##### Page text #####

# In or Out?



## Heather (Aug 11, 2007)

As my rothschildianum buds are plumping and the spike is growing, I am increasingly concerned about it being outside. 

It rains, and it rains when I am not home, so water does collect in the crown and on nights such as the last, it is getting cooler - 55° range. So far, everything is going smoothly, but I am getting increasingly concerned that I should bring it inside, at least on days when we might have a chance of rain. 

However, it, and all of my outdoor plants seem very happy. Several that I thought were just "compact" are growing like weeds since I switched back to a CHC mix and put them out. I've lost one to crown rot, and it was a duplicate of something I had so it wasn't a big deal to lose it, but I check them in the a.m. and p.m. daily.

Additionally, I have 65-70° indoor temperatures and no sunlight for the plant right now, and I'm trying to conserve money and energy, which is why the plants are outside for the summer. I don't want to set up lights for 2 spiking plants if I don't have to. 

So, I'd like you all to weigh in. What do you think I should do? 

Thanks in advance!


----------



## Rick (Aug 11, 2007)

Mine in the GH are doing great, and get tons of light and humidity that you may not get indoors. Since yours has momentum outside I'd leave it unless you anticipate a major storm that may blow it around.


----------



## likespaphs (Aug 11, 2007)

#####

• [What you will do]
1 - From the orchid thread, reproduce the passage starting at "## Rick (Aug" and ending at "blow it around.".
2 - In the orchid thread, why does Rick advise leaving the rothschildianum outside? Answer in one to three sentences.

##### Supplied data #####

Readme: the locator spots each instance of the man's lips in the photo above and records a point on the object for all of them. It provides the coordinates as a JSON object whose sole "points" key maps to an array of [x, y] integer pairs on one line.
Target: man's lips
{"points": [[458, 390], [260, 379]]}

#####

• [The replies]
1 -
## Rick (Aug 11, 2007)

Mine in the GH are doing great, and get tons of light and humidity that you may not get indoors. Since yours has momentum outside I'd leave it unless you anticipate a major storm that may blow it around.

2 - Rick advises leaving it outside because the plant already has momentum there. His own plants do well in the greenhouse with plenty of light and humidity, which may not be available indoors. He would bring it in only if a major storm that might blow it around were expected.